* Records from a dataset
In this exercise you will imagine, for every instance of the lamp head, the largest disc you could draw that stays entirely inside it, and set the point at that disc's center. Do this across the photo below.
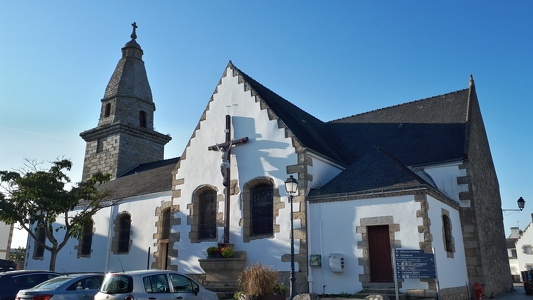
(291, 185)
(521, 203)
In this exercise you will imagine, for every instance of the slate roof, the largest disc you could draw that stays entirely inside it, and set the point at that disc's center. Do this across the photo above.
(426, 131)
(145, 179)
(129, 78)
(308, 130)
(376, 171)
(378, 146)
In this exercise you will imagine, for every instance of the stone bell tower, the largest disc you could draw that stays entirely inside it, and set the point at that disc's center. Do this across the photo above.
(125, 136)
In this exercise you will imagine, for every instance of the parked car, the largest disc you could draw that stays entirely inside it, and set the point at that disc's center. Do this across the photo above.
(71, 287)
(13, 281)
(152, 284)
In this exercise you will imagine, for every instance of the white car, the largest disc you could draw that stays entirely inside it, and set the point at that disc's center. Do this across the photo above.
(68, 287)
(152, 285)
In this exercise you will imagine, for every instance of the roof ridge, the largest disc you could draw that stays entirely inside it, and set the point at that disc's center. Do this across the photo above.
(398, 105)
(306, 129)
(264, 86)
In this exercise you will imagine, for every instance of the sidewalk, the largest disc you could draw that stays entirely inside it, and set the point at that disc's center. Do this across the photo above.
(517, 294)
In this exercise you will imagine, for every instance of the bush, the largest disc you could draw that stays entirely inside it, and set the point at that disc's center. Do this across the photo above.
(227, 252)
(258, 280)
(212, 251)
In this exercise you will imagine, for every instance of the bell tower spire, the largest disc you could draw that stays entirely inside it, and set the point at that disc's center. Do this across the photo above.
(124, 136)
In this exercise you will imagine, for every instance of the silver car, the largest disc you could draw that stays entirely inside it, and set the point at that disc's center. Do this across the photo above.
(71, 287)
(152, 285)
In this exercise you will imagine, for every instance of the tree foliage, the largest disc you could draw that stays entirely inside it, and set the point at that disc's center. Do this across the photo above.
(39, 198)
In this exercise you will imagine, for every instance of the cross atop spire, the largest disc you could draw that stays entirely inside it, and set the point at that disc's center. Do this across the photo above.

* TASK DETAILS
In the copy, include each entry exactly as written and none of the pictures.

* EXERCISE OUTPUT
In this exercise you will imagine, for every instance of the lamp head, the largest disc you could draw that stays entirely inside it, and set the point at that disc's center. Do this across the photo below.
(291, 185)
(521, 203)
In this exercise you will imagine, for every instance of the slate roof, the largest disc you could draw that stays entirely inside it, and set the point at that disc's center. Do this across the photo above.
(426, 131)
(145, 179)
(129, 78)
(308, 130)
(376, 171)
(378, 146)
In this exercise you will imagine, for every instance of the stone bell tower, the largest disc you could draw that stays entirely inside it, and set the point at that disc's center. Do this across the photo above.
(125, 136)
In this exercise you will imagine, for every instance of the parked car, the largest disc you could draw that stays entirely inside it, and set the point at that disc's center. Do this across the photo above.
(71, 287)
(13, 281)
(152, 284)
In this exercise you will imagine, for every instance of the white car, the largest disc you could draw that stays entirely inside it, and set the point at that disc's center. Do this across the photo above.
(68, 287)
(152, 285)
In this exercise you will imagine, for every instance of the roof ridge, the largest disc you could draw that stays entirely inside it, and set the point at that disc's center. Do this across the photo above.
(398, 105)
(306, 129)
(264, 86)
In this exercise you will imagine, for every instance of the sidewalk, the largest disc you could draw that stays entirely inside it, and set the point at that disc's center. Do this across the photo above.
(517, 294)
In this exercise you will imagine, for every instance of the bush, the largest disc you could draw that stays entirely inside it, and set the point at that disc's center. Do this across the photo above.
(227, 252)
(258, 280)
(212, 251)
In this exercise you will imagine, for every instance of the bell tower spire, the largest disc you could draw that stays entirely inside it, and set the point at that disc's center. Do this across the photo above.
(124, 136)
In this exercise you will imagine, for every instance of the silver car, the largest disc you could draw that stays entirely inside it, and set the point at that disc's center. Do this across the photo above.
(71, 287)
(152, 285)
In this exercise you will imagine, for every instance of the tree foliage, the largest disc you could draw that stays entirely inside it, and set the point at that disc's center. Do this across the photo above.
(39, 198)
In this exercise you will imagine, for every instance of the cross atop spire, the largest disc you could draw that stays entirely inside it, and set the point at that disc's center. Do this across the photo above.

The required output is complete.